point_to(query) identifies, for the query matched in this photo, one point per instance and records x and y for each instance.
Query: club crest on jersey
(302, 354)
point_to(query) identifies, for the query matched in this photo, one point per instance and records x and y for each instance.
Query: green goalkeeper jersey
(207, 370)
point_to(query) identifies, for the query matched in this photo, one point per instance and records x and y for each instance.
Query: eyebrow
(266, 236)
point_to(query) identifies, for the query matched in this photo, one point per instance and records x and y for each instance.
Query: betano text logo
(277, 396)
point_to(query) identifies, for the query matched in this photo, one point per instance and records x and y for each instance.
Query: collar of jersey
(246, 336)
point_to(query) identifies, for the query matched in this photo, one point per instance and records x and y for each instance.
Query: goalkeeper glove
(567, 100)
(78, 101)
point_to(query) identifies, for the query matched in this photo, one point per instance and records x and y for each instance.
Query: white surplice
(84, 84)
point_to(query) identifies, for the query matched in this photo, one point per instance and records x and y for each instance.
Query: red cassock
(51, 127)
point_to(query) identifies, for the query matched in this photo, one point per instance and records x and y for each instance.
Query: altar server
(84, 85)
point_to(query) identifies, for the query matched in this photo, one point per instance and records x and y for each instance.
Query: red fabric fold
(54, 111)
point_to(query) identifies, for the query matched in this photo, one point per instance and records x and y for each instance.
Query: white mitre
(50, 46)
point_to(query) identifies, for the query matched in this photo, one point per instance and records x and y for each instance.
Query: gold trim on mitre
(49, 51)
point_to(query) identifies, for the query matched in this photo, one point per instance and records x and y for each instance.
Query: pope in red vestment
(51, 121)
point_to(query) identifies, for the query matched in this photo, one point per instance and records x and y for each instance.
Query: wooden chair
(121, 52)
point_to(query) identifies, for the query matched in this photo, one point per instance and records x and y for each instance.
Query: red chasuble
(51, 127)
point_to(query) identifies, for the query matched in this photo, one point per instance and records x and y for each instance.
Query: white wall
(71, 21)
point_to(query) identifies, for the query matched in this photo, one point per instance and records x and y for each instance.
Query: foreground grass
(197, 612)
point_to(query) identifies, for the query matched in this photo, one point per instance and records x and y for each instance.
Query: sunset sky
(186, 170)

§

- WHAT IS NEEDED:
I would like you to return every entry exactly, with nothing changed.

- OUTPUT FOR THIS TASK:
point_to(query) identifies, for the query matched in this photo, one point per instance and records x and y for each instance.
Query: club crest on jersey
(302, 354)
point_to(query) identifies, for the query matched in this photo, one point per instance and records x and y for each instance.
Query: green goalkeeper jersey
(207, 370)
point_to(query) identifies, for the query matched in this photo, one point per instance and records x and y for each instance.
Query: eyebrow
(266, 236)
point_to(query) identifies, for the query matched in this photo, one point per instance and records x and y for each instance.
Query: betano text logo
(277, 396)
point_to(query) identifies, for the query matched in this photo, one point per instance and records x and y for each instance.
Query: collar of jersey
(246, 336)
point_to(query) identifies, for the query matched in this photo, one point per instance and records x and y for each instance.
Query: goalkeeper glove
(567, 100)
(78, 101)
point_to(query) identifies, for the query matched in this photo, one point per instance and records x and y for each instance.
Query: white surplice
(84, 84)
point_to(query) identifies, for the query matched in this photo, one point per instance and records x and y for each instance.
Query: red cassock
(51, 127)
point_to(query) identifies, for the query matched in this photo, one point per instance and records x and y for each instance.
Query: altar server
(84, 85)
point_to(query) identifies, for the query matched in this photo, one point per instance and records x and y for each instance.
Query: red fabric fold
(54, 111)
point_to(query) identifies, for the query matched in this photo, one point per instance and records x and y for each instance.
Query: white mitre
(50, 46)
point_to(query) identifies, for the query matched in this photo, one point per instance and records x and y for each instance.
Query: gold trim on mitre
(49, 51)
point_to(query) identifies, for the query matched in this photo, one point per instance and records x and y for each instance.
Query: pope in red vestment
(51, 121)
point_to(query) identifies, for the query matched in this photo, one point per instance and records x and y for each instance.
Query: wooden chair
(121, 52)
point_to(query) identifies, for the query matched in this photo, one point per instance and records x and y for each instance.
Query: red chasuble
(51, 127)
point_to(query) identifies, for the query matched in this photo, one point per instance and records x and y for each instance.
Query: white wall
(71, 21)
point_to(query) identifies, for the query matched in this photo, one point per instance and records x and y for each instance.
Query: foreground grass
(197, 612)
point_to(query) identifies, for the query matched in this photo, one point per instance and records x and y for each instance.
Query: sunset sky
(186, 170)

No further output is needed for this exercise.